» What this task involves
Repeat every record below exactly as written.

» Supplied records
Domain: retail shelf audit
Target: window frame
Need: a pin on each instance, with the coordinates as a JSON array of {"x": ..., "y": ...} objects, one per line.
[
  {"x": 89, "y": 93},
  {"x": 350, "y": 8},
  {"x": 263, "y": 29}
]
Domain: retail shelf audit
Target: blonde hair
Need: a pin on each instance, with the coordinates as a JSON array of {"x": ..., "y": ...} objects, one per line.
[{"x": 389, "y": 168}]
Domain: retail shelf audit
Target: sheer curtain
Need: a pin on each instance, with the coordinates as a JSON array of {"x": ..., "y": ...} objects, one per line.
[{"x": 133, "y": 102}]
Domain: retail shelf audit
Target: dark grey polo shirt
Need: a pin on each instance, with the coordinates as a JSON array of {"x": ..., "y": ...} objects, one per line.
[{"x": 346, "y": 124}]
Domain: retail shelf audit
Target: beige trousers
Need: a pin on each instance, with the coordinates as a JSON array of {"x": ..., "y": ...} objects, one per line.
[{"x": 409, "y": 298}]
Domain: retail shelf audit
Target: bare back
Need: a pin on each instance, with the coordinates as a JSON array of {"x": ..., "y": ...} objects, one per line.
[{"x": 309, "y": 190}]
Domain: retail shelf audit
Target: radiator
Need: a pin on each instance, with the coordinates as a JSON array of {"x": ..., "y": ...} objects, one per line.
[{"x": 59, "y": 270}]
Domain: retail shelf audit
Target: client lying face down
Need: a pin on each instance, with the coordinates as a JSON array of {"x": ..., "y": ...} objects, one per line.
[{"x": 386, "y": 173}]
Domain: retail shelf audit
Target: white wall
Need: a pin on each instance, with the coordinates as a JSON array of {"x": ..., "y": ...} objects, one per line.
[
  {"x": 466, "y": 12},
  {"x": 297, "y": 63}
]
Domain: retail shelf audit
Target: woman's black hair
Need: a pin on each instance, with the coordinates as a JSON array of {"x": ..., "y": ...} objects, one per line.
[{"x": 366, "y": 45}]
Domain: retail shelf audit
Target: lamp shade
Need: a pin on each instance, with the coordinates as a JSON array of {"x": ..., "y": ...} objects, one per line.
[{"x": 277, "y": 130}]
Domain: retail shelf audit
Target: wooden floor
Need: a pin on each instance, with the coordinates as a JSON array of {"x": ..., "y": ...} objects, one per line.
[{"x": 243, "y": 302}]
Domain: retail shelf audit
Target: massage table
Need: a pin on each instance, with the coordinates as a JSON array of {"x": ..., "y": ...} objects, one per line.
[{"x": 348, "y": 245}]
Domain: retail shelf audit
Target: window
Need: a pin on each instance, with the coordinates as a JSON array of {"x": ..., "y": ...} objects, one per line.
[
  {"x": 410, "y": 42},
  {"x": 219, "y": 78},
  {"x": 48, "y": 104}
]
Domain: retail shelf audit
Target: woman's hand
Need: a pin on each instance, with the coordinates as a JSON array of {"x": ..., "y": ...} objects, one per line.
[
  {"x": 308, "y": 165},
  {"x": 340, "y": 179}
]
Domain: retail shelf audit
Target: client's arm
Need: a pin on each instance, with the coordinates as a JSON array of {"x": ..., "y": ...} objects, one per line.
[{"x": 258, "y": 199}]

» Written reply
Domain: retail shelf audit
Target: window frame
Need: a pin on each instance, with the coordinates as a JSON array of {"x": ..., "y": ...} objects, one per line.
[
  {"x": 89, "y": 93},
  {"x": 350, "y": 8},
  {"x": 263, "y": 29}
]
Domain: retail shelf audit
Target: blonde hair
Need: a pin on each instance, with the coordinates as a JSON array of {"x": ..., "y": ...} objects, one per line.
[{"x": 389, "y": 168}]
Domain: retail shelf audit
Target: sheer curtain
Need: a pin on each instance, with the coordinates as a JSON array of {"x": ..., "y": ...} objects, one per line.
[{"x": 133, "y": 102}]
Domain: retail shelf audit
Target: dark grey polo shirt
Need: a pin on each instance, with the coordinates as a JSON array of {"x": ..., "y": ...} objects, one per line.
[{"x": 346, "y": 124}]
Domain: retail shelf audit
Target: beige trousers
Need: a pin on each instance, with the coordinates as a JSON array of {"x": ..., "y": ...} objects, one per line.
[{"x": 409, "y": 298}]
Domain: retail shelf audit
Target: bare back
Need: a pin on each instance, with the coordinates as a JSON array of {"x": ..., "y": ...} objects, one per line.
[{"x": 309, "y": 190}]
Domain: retail shelf audit
Target: radiator
Need: a pin on each instance, with the coordinates as a JSON array of {"x": ..., "y": ...} objects, one per line.
[{"x": 59, "y": 270}]
Domain: retail shelf audit
Target: client lying face down
Need: a pin on each instance, with the coordinates as a JSON array of {"x": ..., "y": ...} objects, one per line.
[{"x": 386, "y": 173}]
Domain: retail shelf audit
Target: white wall
Need: a pin on each instance, with the coordinates as a JSON array of {"x": ..., "y": ...} objects, one per line.
[
  {"x": 466, "y": 12},
  {"x": 297, "y": 63}
]
Domain: retail shelf audit
Target: woman's black hair
Need: a pin on each instance, with the coordinates as a JSON array of {"x": ..., "y": ...} objects, one per line.
[{"x": 366, "y": 45}]
Domain: retail shelf audit
Target: lamp shade
Need: a pin on each instance, with the coordinates as a JSON array of {"x": ..., "y": ...} objects, one per line.
[{"x": 277, "y": 130}]
Domain: retail shelf audit
Target: wooden floor
Need: a pin on each instance, with the coordinates as a JSON array of {"x": ..., "y": ...} objects, one per line.
[{"x": 243, "y": 302}]
Domain: retail shelf audit
Target: massage table
Need: a pin on each instance, with the coordinates as a JSON array of {"x": ..., "y": ...} objects, one per line.
[{"x": 348, "y": 245}]
Domain: retail shelf audit
Target: window
Need: a pin on each instance, with the coordinates as a JSON array of {"x": ..., "y": ...} objects, one per line.
[
  {"x": 410, "y": 42},
  {"x": 219, "y": 78},
  {"x": 48, "y": 104}
]
Domain: retail shelf audit
Target: woman's hand
Need: a pin on each instance, with the coordinates as a JSON array of {"x": ..., "y": ...} objects, one per line.
[
  {"x": 308, "y": 165},
  {"x": 340, "y": 179}
]
Domain: retail shelf audit
Target: client's arm
Need: a pin on each instance, with the coordinates as a JSON array of {"x": ..., "y": ...} objects, one per line.
[{"x": 258, "y": 199}]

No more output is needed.